BPF List
 help / color / mirror / Atom feed
From: Daniel Rosenberg <drosen@google.com>
To: Miklos Szeredi <miklos@szeredi.hu>,
	bpf@vger.kernel.org, Alexei Starovoitov <ast@kernel.org>
Cc: Amir Goldstein <amir73il@gmail.com>,
	linux-kernel@vger.kernel.org, linux-fsdevel@vger.kernel.org,
	linux-unionfs@vger.kernel.org,
	Daniel Borkmann <daniel@iogearbox.net>,
	John Fastabend <john.fastabend@gmail.com>,
	Andrii Nakryiko <andrii@kernel.org>,
	Martin KaFai Lau <martin.lau@linux.dev>,
	Song Liu <song@kernel.org>, Yonghong Song <yhs@fb.com>,
	KP Singh <kpsingh@kernel.org>,
	Stanislav Fomichev <sdf@google.com>, Hao Luo <haoluo@google.com>,
	Jiri Olsa <jolsa@kernel.org>, Shuah Khan <shuah@kernel.org>,
	Jonathan Corbet <corbet@lwn.net>,
	Joanne Koong <joannelkoong@gmail.com>,
	Mykola Lysenko <mykolal@fb.com>,
	kernel-team@android.com, Daniel Rosenberg <drosen@google.com>
Subject: [RFC PATCH v3 33/37] fuse-bpf: Add userspace pre/post filters
Date: Mon, 17 Apr 2023 18:40:33 -0700	[thread overview]
Message-ID: <20230418014037.2412394-34-drosen@google.com> (raw)

**OBJECTIVE:**
Reproduce the patch email header above verbatim, in full.

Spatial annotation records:

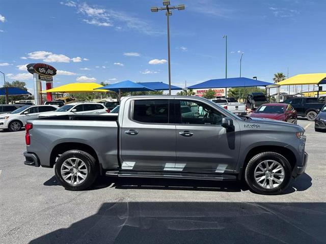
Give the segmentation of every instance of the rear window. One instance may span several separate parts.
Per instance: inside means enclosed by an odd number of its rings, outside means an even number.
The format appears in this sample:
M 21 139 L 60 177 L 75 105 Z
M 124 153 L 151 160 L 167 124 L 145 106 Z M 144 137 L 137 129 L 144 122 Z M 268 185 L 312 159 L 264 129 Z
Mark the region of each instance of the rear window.
M 134 101 L 132 118 L 145 123 L 167 124 L 169 121 L 169 100 Z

**ANSWER TO THIS TASK:**
BPF List
 help / color / mirror / Atom feed
From: Daniel Rosenberg <drosen@google.com>
To: Miklos Szeredi <miklos@szeredi.hu>,
	bpf@vger.kernel.org, Alexei Starovoitov <ast@kernel.org>
Cc: Amir Goldstein <amir73il@gmail.com>,
	linux-kernel@vger.kernel.org, linux-fsdevel@vger.kernel.org,
	linux-unionfs@vger.kernel.org,
	Daniel Borkmann <daniel@iogearbox.net>,
	John Fastabend <john.fastabend@gmail.com>,
	Andrii Nakryiko <andrii@kernel.org>,
	Martin KaFai Lau <martin.lau@linux.dev>,
	Song Liu <song@kernel.org>, Yonghong Song <yhs@fb.com>,
	KP Singh <kpsingh@kernel.org>,
	Stanislav Fomichev <sdf@google.com>, Hao Luo <haoluo@google.com>,
	Jiri Olsa <jolsa@kernel.org>, Shuah Khan <shuah@kernel.org>,
	Jonathan Corbet <corbet@lwn.net>,
	Joanne Koong <joannelkoong@gmail.com>,
	Mykola Lysenko <mykolal@fb.com>,
	kernel-team@android.com, Daniel Rosenberg <drosen@google.com>
Subject: [RFC PATCH v3 33/37] fuse-bpf: Add userspace pre/post filters
Date: Mon, 17 Apr 2023 18:40:33 -0700	[thread overview]
Message-ID: <20230418014037.2412394-34-drosen@google.com> (raw)